━━━ SOURCE MATERIAL ━━━

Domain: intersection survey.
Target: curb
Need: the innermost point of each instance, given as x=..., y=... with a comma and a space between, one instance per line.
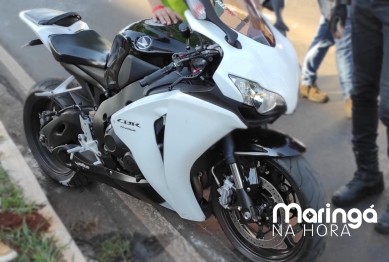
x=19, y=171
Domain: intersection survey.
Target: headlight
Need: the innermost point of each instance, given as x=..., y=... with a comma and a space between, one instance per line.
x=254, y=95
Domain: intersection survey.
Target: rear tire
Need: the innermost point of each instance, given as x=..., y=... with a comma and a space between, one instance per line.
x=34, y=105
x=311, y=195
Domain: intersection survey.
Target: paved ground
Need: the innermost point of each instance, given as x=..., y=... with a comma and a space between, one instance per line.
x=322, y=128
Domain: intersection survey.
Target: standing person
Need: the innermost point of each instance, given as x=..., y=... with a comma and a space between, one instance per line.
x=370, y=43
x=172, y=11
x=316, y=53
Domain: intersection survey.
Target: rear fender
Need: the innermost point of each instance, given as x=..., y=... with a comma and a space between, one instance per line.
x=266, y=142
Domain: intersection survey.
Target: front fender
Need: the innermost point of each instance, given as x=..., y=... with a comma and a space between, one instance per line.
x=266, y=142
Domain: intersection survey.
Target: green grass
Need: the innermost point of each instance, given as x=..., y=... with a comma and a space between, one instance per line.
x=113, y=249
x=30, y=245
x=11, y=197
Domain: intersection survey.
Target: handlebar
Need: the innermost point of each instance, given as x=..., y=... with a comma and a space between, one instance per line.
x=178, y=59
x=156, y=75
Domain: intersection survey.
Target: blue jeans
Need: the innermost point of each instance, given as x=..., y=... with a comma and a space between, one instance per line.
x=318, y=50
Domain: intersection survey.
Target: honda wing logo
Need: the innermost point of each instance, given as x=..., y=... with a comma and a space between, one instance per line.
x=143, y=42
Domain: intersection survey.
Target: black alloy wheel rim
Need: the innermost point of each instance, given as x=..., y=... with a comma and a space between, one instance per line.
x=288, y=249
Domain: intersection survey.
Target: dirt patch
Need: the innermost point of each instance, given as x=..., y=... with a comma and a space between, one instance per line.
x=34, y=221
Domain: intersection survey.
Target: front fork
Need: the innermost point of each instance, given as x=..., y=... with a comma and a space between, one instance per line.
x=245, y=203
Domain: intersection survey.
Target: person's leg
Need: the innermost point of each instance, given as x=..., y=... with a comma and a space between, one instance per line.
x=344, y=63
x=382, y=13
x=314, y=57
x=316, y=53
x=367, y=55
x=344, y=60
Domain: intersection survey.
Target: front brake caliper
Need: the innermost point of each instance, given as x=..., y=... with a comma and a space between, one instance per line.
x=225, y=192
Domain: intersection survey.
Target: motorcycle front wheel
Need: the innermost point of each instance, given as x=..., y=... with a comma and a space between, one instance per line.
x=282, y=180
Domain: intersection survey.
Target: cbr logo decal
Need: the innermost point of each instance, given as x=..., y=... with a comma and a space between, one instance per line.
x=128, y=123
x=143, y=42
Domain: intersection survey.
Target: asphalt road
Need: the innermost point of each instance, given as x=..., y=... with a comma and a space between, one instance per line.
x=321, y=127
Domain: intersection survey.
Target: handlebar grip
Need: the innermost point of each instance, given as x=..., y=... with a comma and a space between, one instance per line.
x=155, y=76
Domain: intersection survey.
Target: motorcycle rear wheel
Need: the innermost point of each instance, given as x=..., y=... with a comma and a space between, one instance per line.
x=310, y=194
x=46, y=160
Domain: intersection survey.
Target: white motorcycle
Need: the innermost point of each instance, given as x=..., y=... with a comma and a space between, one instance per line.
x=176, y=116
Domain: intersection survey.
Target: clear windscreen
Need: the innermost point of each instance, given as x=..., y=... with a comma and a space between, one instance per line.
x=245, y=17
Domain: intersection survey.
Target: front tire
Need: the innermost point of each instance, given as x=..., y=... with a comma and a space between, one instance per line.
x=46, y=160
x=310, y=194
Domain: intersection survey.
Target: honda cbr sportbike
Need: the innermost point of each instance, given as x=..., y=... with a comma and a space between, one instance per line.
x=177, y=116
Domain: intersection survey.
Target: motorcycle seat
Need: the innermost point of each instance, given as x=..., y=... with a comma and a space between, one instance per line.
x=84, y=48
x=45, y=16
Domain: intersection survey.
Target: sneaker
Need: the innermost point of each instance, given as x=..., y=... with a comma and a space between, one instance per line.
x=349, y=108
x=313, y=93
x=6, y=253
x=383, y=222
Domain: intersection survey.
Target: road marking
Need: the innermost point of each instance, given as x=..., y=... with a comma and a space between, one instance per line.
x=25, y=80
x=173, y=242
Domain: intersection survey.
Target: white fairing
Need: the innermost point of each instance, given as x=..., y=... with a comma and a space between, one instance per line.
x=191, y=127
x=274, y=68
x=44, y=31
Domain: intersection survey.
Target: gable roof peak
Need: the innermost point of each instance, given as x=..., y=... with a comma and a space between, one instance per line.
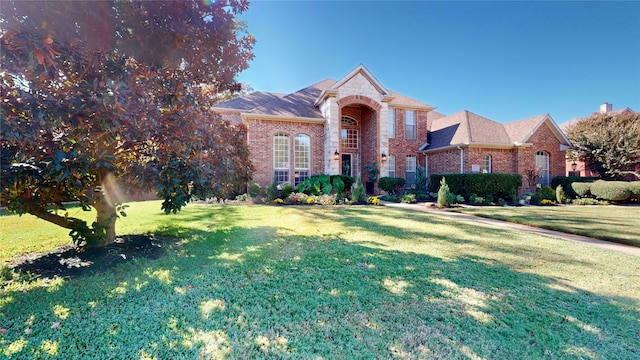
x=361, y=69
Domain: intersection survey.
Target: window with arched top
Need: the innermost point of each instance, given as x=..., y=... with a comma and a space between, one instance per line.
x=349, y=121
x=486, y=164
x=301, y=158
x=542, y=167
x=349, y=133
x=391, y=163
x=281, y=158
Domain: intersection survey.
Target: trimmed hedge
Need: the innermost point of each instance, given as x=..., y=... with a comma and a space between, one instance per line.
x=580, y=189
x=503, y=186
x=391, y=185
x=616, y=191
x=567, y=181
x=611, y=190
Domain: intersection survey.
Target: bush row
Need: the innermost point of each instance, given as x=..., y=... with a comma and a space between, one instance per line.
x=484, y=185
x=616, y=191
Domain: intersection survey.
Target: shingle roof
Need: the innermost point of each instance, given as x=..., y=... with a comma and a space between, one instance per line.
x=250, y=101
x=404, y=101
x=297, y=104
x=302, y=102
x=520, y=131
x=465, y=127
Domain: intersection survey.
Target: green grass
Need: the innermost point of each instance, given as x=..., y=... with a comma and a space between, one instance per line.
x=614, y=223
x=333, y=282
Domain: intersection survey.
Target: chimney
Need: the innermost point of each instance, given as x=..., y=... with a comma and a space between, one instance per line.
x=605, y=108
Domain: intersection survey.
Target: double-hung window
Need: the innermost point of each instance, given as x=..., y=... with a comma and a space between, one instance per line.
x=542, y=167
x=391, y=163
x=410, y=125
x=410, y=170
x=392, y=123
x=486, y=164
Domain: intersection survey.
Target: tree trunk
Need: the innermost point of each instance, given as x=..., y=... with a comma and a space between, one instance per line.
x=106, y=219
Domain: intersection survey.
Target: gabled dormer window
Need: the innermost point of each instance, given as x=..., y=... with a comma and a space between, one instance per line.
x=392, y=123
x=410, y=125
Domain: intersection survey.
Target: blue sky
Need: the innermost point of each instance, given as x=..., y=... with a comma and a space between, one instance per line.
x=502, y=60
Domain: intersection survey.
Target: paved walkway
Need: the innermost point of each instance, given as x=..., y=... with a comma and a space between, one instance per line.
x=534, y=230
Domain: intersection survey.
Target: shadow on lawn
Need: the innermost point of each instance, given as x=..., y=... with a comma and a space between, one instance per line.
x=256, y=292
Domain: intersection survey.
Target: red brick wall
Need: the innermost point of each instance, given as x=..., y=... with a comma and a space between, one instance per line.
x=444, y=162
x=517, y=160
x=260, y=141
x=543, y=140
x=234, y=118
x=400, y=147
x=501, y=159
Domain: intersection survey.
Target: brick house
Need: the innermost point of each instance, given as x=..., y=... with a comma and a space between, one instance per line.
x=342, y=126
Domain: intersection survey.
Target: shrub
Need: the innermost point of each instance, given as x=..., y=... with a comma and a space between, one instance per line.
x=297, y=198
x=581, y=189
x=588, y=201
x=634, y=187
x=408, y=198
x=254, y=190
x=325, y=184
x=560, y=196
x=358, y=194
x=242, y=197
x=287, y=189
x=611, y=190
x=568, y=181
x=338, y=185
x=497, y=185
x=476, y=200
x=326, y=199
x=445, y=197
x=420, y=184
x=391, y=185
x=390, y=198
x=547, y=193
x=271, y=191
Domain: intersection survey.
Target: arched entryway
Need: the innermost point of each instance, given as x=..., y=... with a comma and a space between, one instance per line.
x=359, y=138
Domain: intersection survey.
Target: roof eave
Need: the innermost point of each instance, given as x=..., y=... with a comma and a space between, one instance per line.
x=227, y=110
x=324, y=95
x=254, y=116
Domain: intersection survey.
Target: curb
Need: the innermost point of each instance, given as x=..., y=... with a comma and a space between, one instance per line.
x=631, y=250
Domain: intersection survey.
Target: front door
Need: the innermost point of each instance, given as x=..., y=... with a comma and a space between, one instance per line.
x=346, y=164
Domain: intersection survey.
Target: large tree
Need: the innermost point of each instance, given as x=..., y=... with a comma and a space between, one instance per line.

━━━

● **GIVEN PROBLEM**: Recast the entries from the start through the line containing "x=322, y=128" as a two-column CSV with the columns entry and answer. Use one row per entry, put each value in a single quoted field with its line breaks turned into spaces, and leave out the pictures.

● **EXERCISE RESPONSE**:
entry,answer
"Domain: intersection survey. Target: curb Need: the innermost point of each instance, given as x=..., y=... with a comma and a space between, one instance per line.","x=19, y=171"
"Domain: intersection survey. Target: headlight Need: the innermost point of each instance, given as x=..., y=... with a comma and a space between, one instance per line.","x=254, y=95"
"Domain: intersection survey. Target: rear tire Need: the innermost point of each instance, given as x=..., y=... with a comma and a space between, one instance per line.","x=34, y=105 x=311, y=195"
"Domain: intersection survey. Target: paved ground Need: the innermost point of each instance, given as x=..., y=... with a comma and a space between, one instance per line.","x=322, y=128"